— Begin —

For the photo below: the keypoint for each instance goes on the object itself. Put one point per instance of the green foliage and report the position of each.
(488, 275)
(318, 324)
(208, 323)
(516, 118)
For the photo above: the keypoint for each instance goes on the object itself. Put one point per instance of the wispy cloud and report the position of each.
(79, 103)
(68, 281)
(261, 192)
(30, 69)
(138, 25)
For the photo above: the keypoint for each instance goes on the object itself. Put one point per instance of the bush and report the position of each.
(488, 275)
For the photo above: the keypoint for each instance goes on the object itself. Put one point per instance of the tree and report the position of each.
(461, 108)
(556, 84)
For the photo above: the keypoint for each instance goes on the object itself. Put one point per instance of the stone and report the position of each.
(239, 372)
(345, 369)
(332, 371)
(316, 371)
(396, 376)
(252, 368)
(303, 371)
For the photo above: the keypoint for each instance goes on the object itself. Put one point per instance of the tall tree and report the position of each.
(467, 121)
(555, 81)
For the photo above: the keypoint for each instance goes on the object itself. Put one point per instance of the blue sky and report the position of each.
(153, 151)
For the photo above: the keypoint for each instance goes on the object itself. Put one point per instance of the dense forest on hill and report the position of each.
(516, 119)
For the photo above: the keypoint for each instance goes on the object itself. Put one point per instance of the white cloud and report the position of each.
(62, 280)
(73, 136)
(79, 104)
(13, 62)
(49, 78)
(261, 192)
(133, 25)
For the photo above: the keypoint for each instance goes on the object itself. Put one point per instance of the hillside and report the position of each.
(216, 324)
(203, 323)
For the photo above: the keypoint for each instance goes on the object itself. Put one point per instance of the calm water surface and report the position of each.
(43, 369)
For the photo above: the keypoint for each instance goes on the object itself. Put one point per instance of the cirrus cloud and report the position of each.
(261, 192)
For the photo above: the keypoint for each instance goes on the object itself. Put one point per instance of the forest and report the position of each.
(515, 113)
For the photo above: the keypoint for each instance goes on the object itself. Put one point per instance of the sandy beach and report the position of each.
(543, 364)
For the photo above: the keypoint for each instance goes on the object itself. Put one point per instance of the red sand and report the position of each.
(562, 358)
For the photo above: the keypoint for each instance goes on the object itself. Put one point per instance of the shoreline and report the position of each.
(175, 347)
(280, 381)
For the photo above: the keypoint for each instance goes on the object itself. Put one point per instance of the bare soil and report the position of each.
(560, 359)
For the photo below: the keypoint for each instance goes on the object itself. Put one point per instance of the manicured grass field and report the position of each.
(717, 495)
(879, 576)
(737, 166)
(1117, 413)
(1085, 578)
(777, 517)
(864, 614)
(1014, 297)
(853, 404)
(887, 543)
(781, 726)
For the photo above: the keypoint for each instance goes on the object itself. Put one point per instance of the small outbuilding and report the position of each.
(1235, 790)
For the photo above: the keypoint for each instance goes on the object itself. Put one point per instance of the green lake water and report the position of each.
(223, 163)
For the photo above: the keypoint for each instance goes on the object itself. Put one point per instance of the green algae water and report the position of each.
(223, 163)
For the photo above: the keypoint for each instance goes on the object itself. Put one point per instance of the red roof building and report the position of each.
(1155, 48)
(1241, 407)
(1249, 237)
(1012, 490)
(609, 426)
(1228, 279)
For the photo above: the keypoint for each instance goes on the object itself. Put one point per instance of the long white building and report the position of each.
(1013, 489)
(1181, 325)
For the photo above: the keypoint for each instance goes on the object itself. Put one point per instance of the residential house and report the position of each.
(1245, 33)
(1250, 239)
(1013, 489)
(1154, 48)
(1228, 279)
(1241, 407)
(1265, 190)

— End —

Rewrite all of the lines above, replacing "keypoint" with "reference point" wherever it occurs. Leave everything else unchanged.

For the photo below: the reference point for each instance goes on the object itself. Put one point per instance of the green foliage and report the position of each.
(488, 275)
(318, 324)
(208, 323)
(516, 118)
For the photo above: the reference point for each instance goes on the object itself. Put one point per instance of the wispy cloud and report the position of each.
(79, 103)
(68, 281)
(261, 192)
(30, 69)
(138, 25)
For the photo above: the reference point for each instance goes on the object itself. Put one point per instance of the bush and report the position of each.
(488, 275)
For the photo above: the reference point for each instance goes on the object itself. Put one point per instance of the tree and report the position of each.
(461, 108)
(556, 84)
For the photo above: the reference point for each instance goes on the object itself. Put one point per instance of the stone and report the position of each.
(239, 372)
(345, 369)
(332, 371)
(316, 371)
(396, 376)
(252, 368)
(303, 371)
For the photo above: the reference point for each instance goes on the object itself. Put one point per instance of the tall tree and report the position of each.
(467, 121)
(555, 81)
For the photo above: the reference point for each instance goes on the object itself. Put one point per instance of the blue sky and report the position of each.
(153, 151)
For the photo above: the reference point for each instance goes on the object itself. Put one point per instance of the dense forest on hill and report the position of each.
(516, 119)
For the photo above: the reference point for each instance goes on the object itself. Put one point per instance of the white cloud and report the position of each.
(62, 280)
(73, 136)
(79, 104)
(13, 62)
(49, 78)
(261, 192)
(133, 25)
For the photo above: the reference point for each instance goes on the object itself. Put one point per instance of the hillside and report the position of each.
(216, 324)
(203, 323)
For the photo above: the reference point for each instance goes on the object itself. Put one point per instance of the calm water surface and report the position of each.
(43, 369)
For the photo above: the reference point for each instance goes on the object itself. Put one point per instance of the cirrus cloud and report the position of each.
(261, 192)
For the photo above: the reference point for each instance goes on the object itself. Put one point per instance of the forest and report the position of each.
(515, 113)
For the photo above: the reference point for each instance goes on the object itself. Put one point per instance of the sandy beach and report the position of each.
(543, 364)
For the photo above: the reference point for each instance goes on the object itself. Put one point per instance of the red sand and report the position of each.
(562, 358)
For the photo above: the reference point for each instance goes on the object itself. Put one point per instance of the shoreline and report the position of each.
(175, 347)
(280, 381)
For the photo above: the reference point for each instance goes on the object itself. Put one point per instance of the bare soil and report the position of each.
(560, 359)
For the photo below: the reference point for each instance goes on the object itself. Put one point per instance of the manicured grass field and report the position of each.
(717, 495)
(879, 576)
(737, 166)
(1117, 413)
(1085, 578)
(777, 517)
(864, 614)
(1014, 297)
(853, 404)
(887, 543)
(781, 726)
For the photo above: the reference point for each instance goes on the object itself. Put one point per instance of the small outbuilding and report the position of each.
(1235, 790)
For the photo above: the reference point for each instance goes on the object itself. Put one point per instance of the green lake water and report the position of each.
(223, 163)
For the photo above: the reference point for each instance goes on the object itself. Put one point per instance of the green algae water and report the position of each.
(223, 163)
For the photo above: the reference point for each instance goes on the object itself. Put one point per instance of the red roof building and report the position of each.
(1155, 48)
(1241, 407)
(1249, 237)
(1012, 490)
(609, 426)
(1228, 279)
For the photo above: the reference point for each instance goes on the object itself. Put one point per instance of the long white building and report the position of each.
(1013, 489)
(1181, 325)
For the photo above: the reference point for each instance goes on the object itself. Put one point per instance of the residential house and report the position of each.
(1245, 33)
(1250, 239)
(1013, 489)
(1154, 48)
(1228, 279)
(1241, 407)
(1265, 190)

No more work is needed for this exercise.